*Given records:*
================

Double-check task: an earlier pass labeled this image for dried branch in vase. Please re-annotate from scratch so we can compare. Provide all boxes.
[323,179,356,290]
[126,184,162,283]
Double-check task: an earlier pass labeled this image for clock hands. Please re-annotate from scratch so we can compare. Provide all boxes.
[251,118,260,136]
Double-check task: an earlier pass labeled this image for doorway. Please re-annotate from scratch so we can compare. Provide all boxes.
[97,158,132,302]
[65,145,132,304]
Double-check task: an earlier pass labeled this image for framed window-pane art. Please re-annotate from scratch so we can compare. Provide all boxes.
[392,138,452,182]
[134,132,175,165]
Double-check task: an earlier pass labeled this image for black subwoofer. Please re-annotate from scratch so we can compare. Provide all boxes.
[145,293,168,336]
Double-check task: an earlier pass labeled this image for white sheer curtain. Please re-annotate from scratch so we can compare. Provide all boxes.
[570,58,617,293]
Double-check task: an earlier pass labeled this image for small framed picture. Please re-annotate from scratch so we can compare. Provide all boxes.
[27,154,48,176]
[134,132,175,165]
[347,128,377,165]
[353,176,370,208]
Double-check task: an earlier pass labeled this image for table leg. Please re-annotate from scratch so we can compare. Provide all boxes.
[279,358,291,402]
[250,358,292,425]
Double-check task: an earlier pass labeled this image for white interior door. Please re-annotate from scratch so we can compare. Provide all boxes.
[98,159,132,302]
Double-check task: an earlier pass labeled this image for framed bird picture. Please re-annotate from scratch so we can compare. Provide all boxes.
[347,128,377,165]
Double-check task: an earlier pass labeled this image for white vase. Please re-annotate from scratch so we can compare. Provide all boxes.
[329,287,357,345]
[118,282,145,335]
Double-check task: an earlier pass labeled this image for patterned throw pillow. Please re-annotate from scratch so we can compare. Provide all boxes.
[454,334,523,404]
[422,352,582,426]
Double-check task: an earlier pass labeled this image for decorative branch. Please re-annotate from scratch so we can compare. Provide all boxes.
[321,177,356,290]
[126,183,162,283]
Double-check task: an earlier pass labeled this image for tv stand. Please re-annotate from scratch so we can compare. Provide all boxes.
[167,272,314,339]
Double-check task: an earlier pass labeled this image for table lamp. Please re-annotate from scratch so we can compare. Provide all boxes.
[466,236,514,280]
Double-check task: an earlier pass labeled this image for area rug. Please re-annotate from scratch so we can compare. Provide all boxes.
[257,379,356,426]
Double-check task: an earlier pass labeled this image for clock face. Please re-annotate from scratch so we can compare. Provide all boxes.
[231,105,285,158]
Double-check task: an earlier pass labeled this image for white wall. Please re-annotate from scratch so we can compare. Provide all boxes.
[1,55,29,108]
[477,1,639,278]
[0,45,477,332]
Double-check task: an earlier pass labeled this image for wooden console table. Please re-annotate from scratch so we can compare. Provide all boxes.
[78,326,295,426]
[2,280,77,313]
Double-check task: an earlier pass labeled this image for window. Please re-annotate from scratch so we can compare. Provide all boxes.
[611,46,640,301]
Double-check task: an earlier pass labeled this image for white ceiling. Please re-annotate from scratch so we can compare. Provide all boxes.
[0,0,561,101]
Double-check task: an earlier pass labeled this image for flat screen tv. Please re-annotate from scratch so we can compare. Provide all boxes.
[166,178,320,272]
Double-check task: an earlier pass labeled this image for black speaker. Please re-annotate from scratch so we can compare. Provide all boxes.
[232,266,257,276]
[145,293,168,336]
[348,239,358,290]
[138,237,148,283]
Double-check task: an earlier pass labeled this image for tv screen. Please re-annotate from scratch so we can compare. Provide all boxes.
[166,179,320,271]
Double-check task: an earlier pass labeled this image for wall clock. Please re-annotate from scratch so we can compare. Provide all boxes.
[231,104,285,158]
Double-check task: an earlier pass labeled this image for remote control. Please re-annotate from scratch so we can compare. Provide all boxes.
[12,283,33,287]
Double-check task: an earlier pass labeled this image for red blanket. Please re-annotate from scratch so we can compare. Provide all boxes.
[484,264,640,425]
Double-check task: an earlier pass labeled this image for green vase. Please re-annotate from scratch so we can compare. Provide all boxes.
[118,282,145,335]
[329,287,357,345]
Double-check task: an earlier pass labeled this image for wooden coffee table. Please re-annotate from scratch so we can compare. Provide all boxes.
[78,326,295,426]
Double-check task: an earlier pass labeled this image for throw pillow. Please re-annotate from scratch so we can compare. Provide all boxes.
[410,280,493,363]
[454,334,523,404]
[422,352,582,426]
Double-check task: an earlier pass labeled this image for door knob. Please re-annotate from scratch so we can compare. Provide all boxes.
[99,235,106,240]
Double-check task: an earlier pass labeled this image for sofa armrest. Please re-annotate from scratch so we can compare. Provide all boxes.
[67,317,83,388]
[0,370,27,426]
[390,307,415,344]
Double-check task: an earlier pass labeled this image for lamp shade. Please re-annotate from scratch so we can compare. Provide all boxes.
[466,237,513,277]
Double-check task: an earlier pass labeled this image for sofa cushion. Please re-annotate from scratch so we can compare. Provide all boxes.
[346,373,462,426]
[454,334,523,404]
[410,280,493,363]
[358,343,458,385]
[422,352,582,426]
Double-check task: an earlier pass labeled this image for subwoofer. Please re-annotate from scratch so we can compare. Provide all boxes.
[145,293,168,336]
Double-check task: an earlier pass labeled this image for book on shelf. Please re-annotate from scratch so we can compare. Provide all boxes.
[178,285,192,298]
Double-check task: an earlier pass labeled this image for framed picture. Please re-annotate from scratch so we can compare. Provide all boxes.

================

*Exercise directions:* Go through the data and copy each line exactly as it was written.

*Response to the exercise:*
Double-check task: an earlier pass labeled this image for dried branch in vase. Please re-annotate from scratch so we can compare. Provide all boxes.
[323,179,356,290]
[126,184,162,283]
Double-check task: an earlier pass labeled this image for clock hands. Please re-annotate from scratch so we can compare. Provide all boxes.
[251,118,260,136]
Double-check task: an earlier pass labeled this image for doorway. Please re-annotate from scratch so we can compare. Provide all boxes.
[97,158,132,302]
[65,145,132,304]
Double-check task: an earlier pass labeled this image for framed window-pane art. Please re-annotate from scratch so we can compare. Provide all boxes.
[392,138,452,182]
[134,132,175,165]
Double-check task: an earlier pass labeled this image for black subwoofer. Please re-annotate from scratch so we can compare. Provide all boxes.
[145,293,168,336]
Double-check task: an earlier pass labeled this image for white sheer curtain. Please re-annotate from scratch so we can compare. Provide all boxes.
[570,58,617,293]
Double-check task: an earlier pass labeled this image for small framed picture. Please re-annotate from scratch so we can compare. Provide all boxes.
[27,154,48,176]
[134,132,175,165]
[347,128,377,165]
[353,176,370,208]
Double-check task: an earlier pass labeled this image for table leg. Please re-annotate from scratch so we can compare. Provide all boxes.
[279,358,291,402]
[250,358,292,425]
Double-check task: an earlier pass labeled this image for white interior door. Please re-annotate from scratch so we can compare. Provide all boxes.
[98,159,132,302]
Double-check task: an earlier pass labeled this image for framed bird picture. Please re-annotate from scratch so we can compare. Provide all boxes.
[347,128,377,165]
Double-check task: an earlier pass labeled this image for white vase. Please re-annotate from scratch so we can compare. Provide all boxes.
[329,287,357,345]
[118,282,145,335]
Double-check task: an earlier pass labeled this image for patterned throw pillow. Please re-annotate from scratch so we can compare. Provide all boxes.
[454,334,523,404]
[422,352,582,426]
Double-check task: an earlier pass labeled this image for decorative branch. Please re-annotate from scratch so we can compare. Provide all boxes.
[321,177,356,290]
[126,183,162,283]
Double-check task: an earlier pass labeled this image for tv stand. Please re-annotate from scratch so we can compare. Provide all boxes.
[167,272,314,339]
Double-check task: an earlier pass labeled this image for table lamp. Please re-annotate from scratch so we can compare. Provide all boxes.
[466,236,514,280]
Double-check task: an earlier pass labeled this image for area rug. Please re-annotate from scratch so we can compare. Provide all boxes.
[257,379,356,426]
Double-check task: an earlier pass labeled this image for clock face. Please re-annotate from scratch so we can compare. Provide all boxes.
[231,105,285,158]
Double-check task: an earlier pass labeled this image for white wall. Please re-annotate from scratch so we can compare. Provide all boxes.
[1,55,29,108]
[477,1,639,278]
[0,45,477,332]
Double-check task: an earlier pass labeled this image for wooden console table. Please re-annotate from scratch so we can compare. Provide all boxes.
[78,326,295,426]
[2,280,77,313]
Double-check task: an earlier pass labeled this image for window. Please re-annotate from scratch so we can compare. Provide all boxes.
[611,46,640,301]
Double-check task: an earlier pass labeled this image for white ceiling. Please re-annotate from scratch so we can compare. Provide all boxes.
[0,0,561,101]
Double-check task: an earlier pass labeled this image for flat screen tv. Please re-annotate from scratch so we can compare. Provide all boxes.
[166,178,320,272]
Double-check task: an earlier pass labeled this image for black speaker. Please re-annotate from scratch so we can compare. Provide all boxes.
[232,266,257,276]
[145,293,168,336]
[348,239,358,290]
[138,237,148,283]
Double-check task: an earlier pass labeled this image for tv screen. Please re-annotate from scratch so we can compare. Provide all boxes.
[166,179,320,271]
Double-check task: an earlier pass labeled this image for wall clock. Please re-annotate from scratch so we can compare. Provide all boxes.
[231,104,285,158]
Double-check task: an earlier pass labeled this image for remote control. Please re-annotate from scratch so we can compare. Provide all boxes.
[12,283,33,287]
Double-check task: an earlier pass labeled this image for red blanket. Please re-annotate from scratch so we can compare. Provide all boxes.
[484,264,640,425]
Double-check task: an earlier pass labeled this image for green vase. Please re-annotate from scratch so we can compare. Provide all boxes.
[118,282,145,335]
[329,287,357,345]
Double-check task: an earlier pass labeled this image for wooden coffee table. Please re-annotate from scratch so we can compare. Provide all boxes.
[78,326,295,426]
Double-check task: an earlier pass labeled this image for throw pillow. Please re-annotate from scratch so we can compare. Provide all boxes.
[410,280,493,363]
[454,334,523,404]
[422,352,582,426]
Double-check task: an earlier pass labeled this image for door knob. Please re-annotate from scratch so we can compare. Provide all boxes.
[99,235,106,240]
Double-check task: an earlier pass labeled this image for sofa armrest. Please re-annotate from scratch so we can compare. Provide all boxes.
[67,317,83,388]
[0,370,27,426]
[390,307,415,344]
Double-check task: an earlier pass labeled this image for lamp shade. Please re-annotate from scratch so we can compare. Provide all boxes.
[466,237,513,277]
Double-check task: an earlier pass labeled this image for sofa cushion. Please re-annotate from scratch so we can compare. Provide all boxes.
[346,373,462,426]
[454,334,523,404]
[410,280,493,363]
[358,343,458,385]
[422,352,582,426]
Double-check task: an earlier pass labeled this image for subwoofer. Please re-annotate from scratch so we can compare. Provide all boxes.
[145,293,168,336]
Double-check task: an earlier pass labeled this image for book on shelf. Please re-annotate from scratch so we can compare. Provide all boxes.
[178,285,192,298]
Double-check task: an earlier pass labeled this image for framed picture. Please re-annotate from scratch so we can compare. Provide all boxes.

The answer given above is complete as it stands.